Victim 101- Gaslighting
We're continuing our Victim 101 series with an abusive tactic that is very common, but few know the name of: gaslighting.
What is gaslighting?
Using lies and trickery to make victims doubt their own minds and accept what’s happening as normal.
The term comes from a 1938 play called “Gas Light” in which a greedy husband psychologically terrorizes his wife so he can send her to a sanitarium and become the sole inheritor of her family’s wealth. He moves objects, flickers their gas lights, and subtly alters their home
environment. The more she notices, the more he claims everything is normal and she’s just seeing things.
It sounds esoteric, but it’s possible you’ve experienced mild forms of this. If you’ve ever searched for your car keys without realizing someone hid them as a prank, you’ve been gaslit. If your friend has ever sneaked some French fries off your plate while you weren’t looking and acted like he didn’t touch your food after you notice, you’ve been gaslit. If your passive-aggressive roommates claim you didn’t ask them to do the dishes when you could have sworn you mentioned it yesterday, you’ve been gaslit.

• _WHAT YOU ARE ASKED TO DO_
Copy the Victim 101 passage on gaslighting above word for word, from its title to its final sentence.

• _INFORMATION PROVIDED_
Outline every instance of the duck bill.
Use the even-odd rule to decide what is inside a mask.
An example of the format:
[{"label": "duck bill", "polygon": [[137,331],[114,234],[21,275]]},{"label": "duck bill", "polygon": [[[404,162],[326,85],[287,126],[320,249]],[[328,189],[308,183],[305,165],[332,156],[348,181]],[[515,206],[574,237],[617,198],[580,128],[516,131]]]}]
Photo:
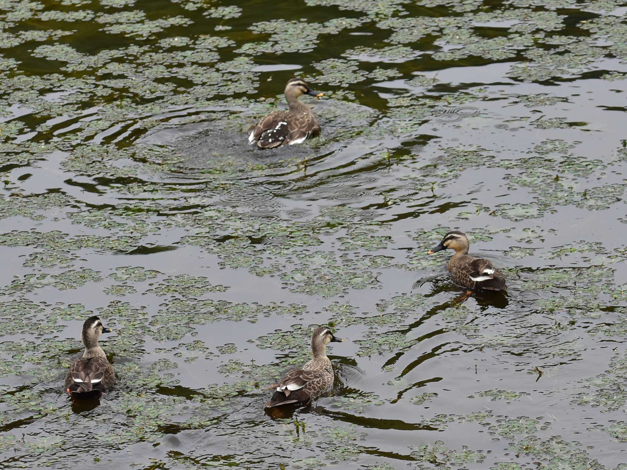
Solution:
[{"label": "duck bill", "polygon": [[324,93],[318,93],[317,91],[314,91],[311,88],[307,89],[307,95],[311,95],[312,97],[315,97],[316,98],[320,98],[320,97],[324,96]]},{"label": "duck bill", "polygon": [[429,250],[429,251],[428,253],[429,254],[433,254],[433,253],[438,253],[441,249],[444,249],[444,248],[445,248],[444,245],[443,245],[441,243],[440,243],[437,246],[434,246],[433,248],[431,248],[430,250]]}]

• _ANSWER SPACE_
Victim 101- Gaslighting
We're continuing our Victim 101 series with an abusive tactic that is very common, but few know the name of: gaslighting.
What is gaslighting?
Using lies and trickery to make victims doubt their own minds and accept what’s happening as normal.
The term comes from a 1938 play called “Gas Light” in which a greedy husband psychologically terrorizes his wife so he can send her to a sanitarium and become the sole inheritor of her family’s wealth. He moves objects, flickers their gas lights, and subtly alters their home
environment. The more she notices, the more he claims everything is normal and she’s just seeing things.
It sounds esoteric, but it’s possible you’ve experienced mild forms of this. If you’ve ever searched for your car keys without realizing someone hid them as a prank, you’ve been gaslit. If your friend has ever sneaked some French fries off your plate while you weren’t looking and acted like he didn’t touch your food after you notice, you’ve been gaslit. If your passive-aggressive roommates claim you didn’t ask them to do the dishes when you could have sworn you mentioned it yesterday, you’ve been gaslit.